** START OF Materials provided **

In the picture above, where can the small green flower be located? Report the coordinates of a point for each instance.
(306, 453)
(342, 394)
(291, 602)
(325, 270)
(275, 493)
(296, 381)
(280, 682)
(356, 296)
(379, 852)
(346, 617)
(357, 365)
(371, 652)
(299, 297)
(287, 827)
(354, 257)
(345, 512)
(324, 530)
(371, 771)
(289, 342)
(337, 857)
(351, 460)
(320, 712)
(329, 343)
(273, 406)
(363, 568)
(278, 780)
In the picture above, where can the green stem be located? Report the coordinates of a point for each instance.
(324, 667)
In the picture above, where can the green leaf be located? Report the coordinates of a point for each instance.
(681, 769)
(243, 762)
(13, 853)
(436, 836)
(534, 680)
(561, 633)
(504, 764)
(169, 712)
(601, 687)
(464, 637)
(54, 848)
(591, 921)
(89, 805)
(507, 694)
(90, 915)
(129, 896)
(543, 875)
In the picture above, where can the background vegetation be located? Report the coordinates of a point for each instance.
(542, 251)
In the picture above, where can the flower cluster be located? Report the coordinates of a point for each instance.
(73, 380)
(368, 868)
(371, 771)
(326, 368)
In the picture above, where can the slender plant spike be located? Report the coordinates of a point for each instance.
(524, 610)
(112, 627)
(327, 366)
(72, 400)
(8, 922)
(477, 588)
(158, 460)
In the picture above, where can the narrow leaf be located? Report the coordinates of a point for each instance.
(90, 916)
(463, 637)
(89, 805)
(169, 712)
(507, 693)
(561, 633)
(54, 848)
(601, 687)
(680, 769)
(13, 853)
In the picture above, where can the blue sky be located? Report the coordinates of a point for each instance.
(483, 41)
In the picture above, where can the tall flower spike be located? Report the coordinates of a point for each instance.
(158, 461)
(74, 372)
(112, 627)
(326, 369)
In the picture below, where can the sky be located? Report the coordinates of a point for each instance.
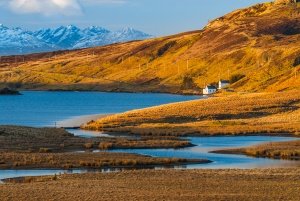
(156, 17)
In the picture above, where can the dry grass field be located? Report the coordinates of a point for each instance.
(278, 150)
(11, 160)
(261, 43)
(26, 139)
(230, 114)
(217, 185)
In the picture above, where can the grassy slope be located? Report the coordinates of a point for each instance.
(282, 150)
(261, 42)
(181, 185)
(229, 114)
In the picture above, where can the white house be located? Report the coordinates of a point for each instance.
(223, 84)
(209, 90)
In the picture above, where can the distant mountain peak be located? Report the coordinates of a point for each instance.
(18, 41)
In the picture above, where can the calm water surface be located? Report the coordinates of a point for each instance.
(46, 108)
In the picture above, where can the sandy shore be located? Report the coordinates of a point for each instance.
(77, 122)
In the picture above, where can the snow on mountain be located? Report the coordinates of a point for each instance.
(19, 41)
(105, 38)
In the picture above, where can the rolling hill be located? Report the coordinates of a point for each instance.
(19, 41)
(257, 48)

** END OF Materials provided **

Work to complete:
Write out all of the records above again, substituting "be found" for "be located" wherever it occurs and leaving everything else unchanged. Omit the pictures.

The output:
In the picture above, where can the small green flower be found? Report the coordinates of a point for each instance.
(306, 453)
(342, 394)
(291, 602)
(325, 270)
(275, 493)
(296, 381)
(280, 682)
(356, 296)
(379, 852)
(346, 617)
(357, 365)
(371, 652)
(299, 297)
(287, 827)
(354, 257)
(345, 512)
(324, 530)
(371, 771)
(289, 342)
(337, 857)
(351, 460)
(320, 712)
(329, 343)
(273, 406)
(363, 568)
(278, 780)
In the picture above, where can the green stem be found? Report the coordinates of a point for each instance.
(324, 667)
In the picture above, where can the green leaf be found? Report the coordinates of a point for each instance.
(681, 769)
(243, 762)
(13, 853)
(436, 836)
(534, 680)
(561, 633)
(504, 764)
(169, 712)
(601, 687)
(464, 637)
(54, 848)
(591, 921)
(89, 805)
(507, 694)
(90, 915)
(129, 896)
(543, 875)
In the picture above, where can the background vegetation be found? Report the coordinates of a point for each instance.
(542, 251)
In the picture above, where can the flower cluster be found? Report the coordinates of a point for each instance.
(73, 380)
(368, 868)
(371, 771)
(326, 368)
In the picture above, where can the slender plant spike be found? Report the coordinates of a point for each instance.
(524, 610)
(112, 627)
(327, 366)
(72, 400)
(8, 922)
(477, 588)
(158, 460)
In the picture above, where can the narrow leaf be found? Report the coordinates of a point for each instance.
(90, 916)
(463, 637)
(89, 805)
(169, 712)
(507, 693)
(561, 633)
(54, 848)
(601, 687)
(680, 769)
(13, 853)
In the picture above, where can the blue sky be found? Report the coordinates of a point for each instance.
(483, 41)
In the picture above, where can the tall flower spike be found? Report the coordinates of a point for each instance.
(158, 461)
(74, 372)
(112, 627)
(326, 369)
In the picture below, where can the sky be found? Report the coordinates of a point for each instance.
(156, 17)
In the picture above, where can the dry grass field be found? Report the coordinates of a point for each instance.
(278, 150)
(11, 160)
(261, 43)
(26, 139)
(230, 114)
(217, 185)
In the picture above, where can the grassy slope be found? Report the coordinates of a point for each instance.
(282, 150)
(261, 42)
(181, 185)
(229, 114)
In the picture above, where can the white house be found? Report the coordinates of a point for each instance.
(223, 84)
(209, 90)
In the picture above, where can the distant mountain peak be found? Report the coordinates of a point for each instance.
(18, 41)
In the picture above, where can the calm water surface be found? Report the coordinates of a point for each instance.
(46, 108)
In the picture above, where can the sandy shore be found? Report the coordinates of a point for each instance.
(77, 122)
In the picture above, where can the snow on mountain be found? Report the coordinates of a point for each instance.
(19, 41)
(105, 38)
In the picture above, where can the rolling hill be found? Report the coordinates of a point for each instance.
(19, 41)
(257, 48)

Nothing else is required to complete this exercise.